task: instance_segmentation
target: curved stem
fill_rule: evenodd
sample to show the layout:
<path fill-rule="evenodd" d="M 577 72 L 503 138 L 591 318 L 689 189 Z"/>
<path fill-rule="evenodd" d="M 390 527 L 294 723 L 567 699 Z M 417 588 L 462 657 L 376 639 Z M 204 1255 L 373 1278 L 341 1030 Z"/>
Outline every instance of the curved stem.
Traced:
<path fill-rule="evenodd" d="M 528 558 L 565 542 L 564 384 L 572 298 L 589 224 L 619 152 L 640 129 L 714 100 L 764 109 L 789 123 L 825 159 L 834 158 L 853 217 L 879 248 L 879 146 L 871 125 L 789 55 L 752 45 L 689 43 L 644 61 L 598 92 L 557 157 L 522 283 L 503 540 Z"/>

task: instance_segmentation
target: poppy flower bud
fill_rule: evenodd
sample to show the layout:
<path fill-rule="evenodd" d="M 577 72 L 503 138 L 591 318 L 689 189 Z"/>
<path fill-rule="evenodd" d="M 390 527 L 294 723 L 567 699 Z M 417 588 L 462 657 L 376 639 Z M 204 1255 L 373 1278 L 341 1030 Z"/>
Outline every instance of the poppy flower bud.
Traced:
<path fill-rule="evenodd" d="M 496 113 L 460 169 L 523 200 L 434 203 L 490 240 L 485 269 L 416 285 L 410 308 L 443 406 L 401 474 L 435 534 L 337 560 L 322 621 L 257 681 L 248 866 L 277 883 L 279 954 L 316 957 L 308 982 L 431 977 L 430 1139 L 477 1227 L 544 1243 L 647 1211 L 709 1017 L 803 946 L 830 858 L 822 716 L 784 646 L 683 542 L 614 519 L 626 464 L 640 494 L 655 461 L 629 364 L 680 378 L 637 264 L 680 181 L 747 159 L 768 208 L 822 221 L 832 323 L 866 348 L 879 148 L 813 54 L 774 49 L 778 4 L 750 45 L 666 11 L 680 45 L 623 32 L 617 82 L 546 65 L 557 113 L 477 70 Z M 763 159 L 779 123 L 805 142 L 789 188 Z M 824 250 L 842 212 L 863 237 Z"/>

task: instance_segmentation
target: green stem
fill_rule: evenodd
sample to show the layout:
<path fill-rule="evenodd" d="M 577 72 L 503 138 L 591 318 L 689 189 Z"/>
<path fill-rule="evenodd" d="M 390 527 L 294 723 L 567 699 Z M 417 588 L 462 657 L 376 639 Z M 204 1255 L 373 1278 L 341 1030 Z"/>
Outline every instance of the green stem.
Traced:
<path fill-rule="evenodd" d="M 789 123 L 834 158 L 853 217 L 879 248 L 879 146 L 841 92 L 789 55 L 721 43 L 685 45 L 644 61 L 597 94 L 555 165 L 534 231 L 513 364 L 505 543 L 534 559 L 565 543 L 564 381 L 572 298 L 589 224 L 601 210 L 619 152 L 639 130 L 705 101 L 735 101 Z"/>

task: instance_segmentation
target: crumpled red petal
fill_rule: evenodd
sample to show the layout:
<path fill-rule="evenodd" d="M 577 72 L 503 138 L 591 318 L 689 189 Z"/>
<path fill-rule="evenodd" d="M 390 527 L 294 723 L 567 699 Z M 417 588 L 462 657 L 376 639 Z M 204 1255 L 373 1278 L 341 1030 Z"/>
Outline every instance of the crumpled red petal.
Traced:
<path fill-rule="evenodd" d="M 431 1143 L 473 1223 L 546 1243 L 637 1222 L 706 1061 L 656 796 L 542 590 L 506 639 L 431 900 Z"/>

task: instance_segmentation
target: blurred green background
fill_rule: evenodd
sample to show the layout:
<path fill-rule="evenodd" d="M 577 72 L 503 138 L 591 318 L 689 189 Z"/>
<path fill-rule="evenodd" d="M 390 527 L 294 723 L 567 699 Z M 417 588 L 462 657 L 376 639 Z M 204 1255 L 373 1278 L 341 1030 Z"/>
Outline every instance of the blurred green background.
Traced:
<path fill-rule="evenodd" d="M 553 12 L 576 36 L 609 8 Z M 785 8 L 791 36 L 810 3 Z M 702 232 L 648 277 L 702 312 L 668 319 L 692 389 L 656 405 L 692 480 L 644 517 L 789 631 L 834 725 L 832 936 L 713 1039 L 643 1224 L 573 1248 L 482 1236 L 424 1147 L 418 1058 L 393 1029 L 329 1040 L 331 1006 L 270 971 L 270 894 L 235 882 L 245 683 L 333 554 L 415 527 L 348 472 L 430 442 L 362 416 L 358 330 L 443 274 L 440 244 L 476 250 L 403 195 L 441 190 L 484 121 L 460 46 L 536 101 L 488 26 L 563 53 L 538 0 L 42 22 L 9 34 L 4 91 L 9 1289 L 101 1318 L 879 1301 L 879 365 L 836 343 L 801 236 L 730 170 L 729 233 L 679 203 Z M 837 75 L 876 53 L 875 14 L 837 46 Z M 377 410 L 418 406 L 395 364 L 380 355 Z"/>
# # # # #
**Stated problem:** Convert every line of the records above into a JSON list of strings, one string per line, leaving out blank lines.

**Answer to the exercise:**
[
  "task: instance_segmentation",
  "target: curved stem",
  "fill_rule: evenodd",
  "sample to show the layout:",
  "<path fill-rule=\"evenodd\" d=\"M 577 72 L 503 138 L 591 318 L 689 189 Z\"/>",
  "<path fill-rule=\"evenodd\" d=\"M 390 527 L 294 723 L 567 699 Z M 417 588 L 462 657 L 376 639 Z M 204 1255 L 373 1278 L 341 1030 Z\"/>",
  "Outline every instance of the curved stem.",
  "Traced:",
  "<path fill-rule=\"evenodd\" d=\"M 528 558 L 565 542 L 564 384 L 572 298 L 589 224 L 619 152 L 640 129 L 714 100 L 764 109 L 789 123 L 825 159 L 834 158 L 853 217 L 879 248 L 879 146 L 871 125 L 789 55 L 752 45 L 689 43 L 644 61 L 598 92 L 557 157 L 522 283 L 503 540 Z\"/>",
  "task: instance_segmentation",
  "target: poppy flower bud",
  "fill_rule: evenodd",
  "sample to show the layout:",
  "<path fill-rule=\"evenodd\" d=\"M 577 72 L 503 138 L 591 318 L 689 189 Z\"/>",
  "<path fill-rule=\"evenodd\" d=\"M 390 527 L 294 723 L 567 699 Z M 417 588 L 462 657 L 376 639 Z M 204 1255 L 373 1278 L 341 1030 Z\"/>",
  "Outline every instance of the poppy flower bud.",
  "Traced:",
  "<path fill-rule=\"evenodd\" d=\"M 496 113 L 460 169 L 523 200 L 434 203 L 490 240 L 485 269 L 416 285 L 410 308 L 443 406 L 401 474 L 435 534 L 337 560 L 322 621 L 257 681 L 248 866 L 277 883 L 279 954 L 316 957 L 308 982 L 431 977 L 430 1139 L 477 1227 L 544 1243 L 647 1211 L 709 1017 L 803 946 L 830 858 L 822 716 L 784 646 L 683 542 L 614 519 L 626 464 L 640 494 L 655 461 L 629 364 L 680 378 L 637 264 L 680 181 L 747 159 L 768 208 L 822 221 L 832 323 L 866 348 L 879 148 L 813 54 L 774 49 L 778 4 L 750 45 L 666 11 L 680 45 L 623 32 L 617 82 L 546 65 L 557 113 L 477 70 Z M 763 159 L 779 123 L 805 142 L 789 188 Z M 824 250 L 842 212 L 863 237 Z\"/>",
  "task: instance_segmentation",
  "target: green stem",
  "fill_rule: evenodd",
  "sample to show the layout:",
  "<path fill-rule=\"evenodd\" d=\"M 577 72 L 503 138 L 591 318 L 689 189 Z\"/>",
  "<path fill-rule=\"evenodd\" d=\"M 390 527 L 294 723 L 567 699 Z M 417 588 L 462 657 L 376 639 Z M 204 1255 L 373 1278 L 341 1030 Z\"/>",
  "Outline every instance of the green stem.",
  "Traced:",
  "<path fill-rule=\"evenodd\" d=\"M 789 123 L 834 158 L 853 217 L 879 248 L 879 146 L 841 92 L 789 55 L 721 43 L 685 45 L 644 61 L 597 94 L 555 165 L 534 231 L 513 364 L 505 543 L 534 559 L 565 543 L 564 381 L 572 298 L 589 224 L 601 210 L 619 152 L 639 130 L 705 101 L 735 101 Z\"/>",
  "task: instance_segmentation",
  "target: crumpled red petal",
  "fill_rule: evenodd",
  "sample to show the layout:",
  "<path fill-rule=\"evenodd\" d=\"M 577 72 L 503 138 L 591 318 L 689 189 Z\"/>",
  "<path fill-rule=\"evenodd\" d=\"M 390 527 L 294 723 L 567 699 Z M 417 588 L 462 657 L 376 639 Z M 204 1255 L 373 1278 L 341 1030 Z\"/>",
  "Outline every instance of the crumpled red petal.",
  "Traced:",
  "<path fill-rule=\"evenodd\" d=\"M 431 1143 L 473 1223 L 546 1243 L 637 1222 L 706 1061 L 656 796 L 542 590 L 506 639 L 431 900 Z\"/>",
  "task: instance_segmentation",
  "target: blurred green background",
  "fill_rule: evenodd",
  "sample to show the layout:",
  "<path fill-rule=\"evenodd\" d=\"M 577 72 L 503 138 L 591 318 L 689 189 Z\"/>",
  "<path fill-rule=\"evenodd\" d=\"M 390 527 L 294 723 L 567 699 Z M 417 588 L 462 657 L 376 639 Z M 204 1255 L 373 1278 L 341 1030 Z\"/>",
  "Outline every instance of the blurred green background.",
  "Traced:",
  "<path fill-rule=\"evenodd\" d=\"M 553 12 L 576 36 L 609 8 Z M 785 8 L 791 36 L 810 3 Z M 702 232 L 648 277 L 702 312 L 668 319 L 692 389 L 656 405 L 692 480 L 644 517 L 789 631 L 834 725 L 832 936 L 713 1039 L 643 1224 L 573 1248 L 482 1236 L 424 1147 L 418 1058 L 393 1029 L 329 1040 L 331 1006 L 270 971 L 270 894 L 235 882 L 245 683 L 333 554 L 415 527 L 348 472 L 430 442 L 362 416 L 358 330 L 443 274 L 440 244 L 476 250 L 403 195 L 441 190 L 484 121 L 460 46 L 536 101 L 488 26 L 563 53 L 538 0 L 42 22 L 9 34 L 4 91 L 9 1289 L 101 1318 L 879 1301 L 879 365 L 836 343 L 801 236 L 730 170 L 729 233 L 679 203 Z M 837 75 L 876 53 L 875 14 L 837 46 Z M 377 410 L 418 406 L 395 364 L 380 355 Z\"/>"
]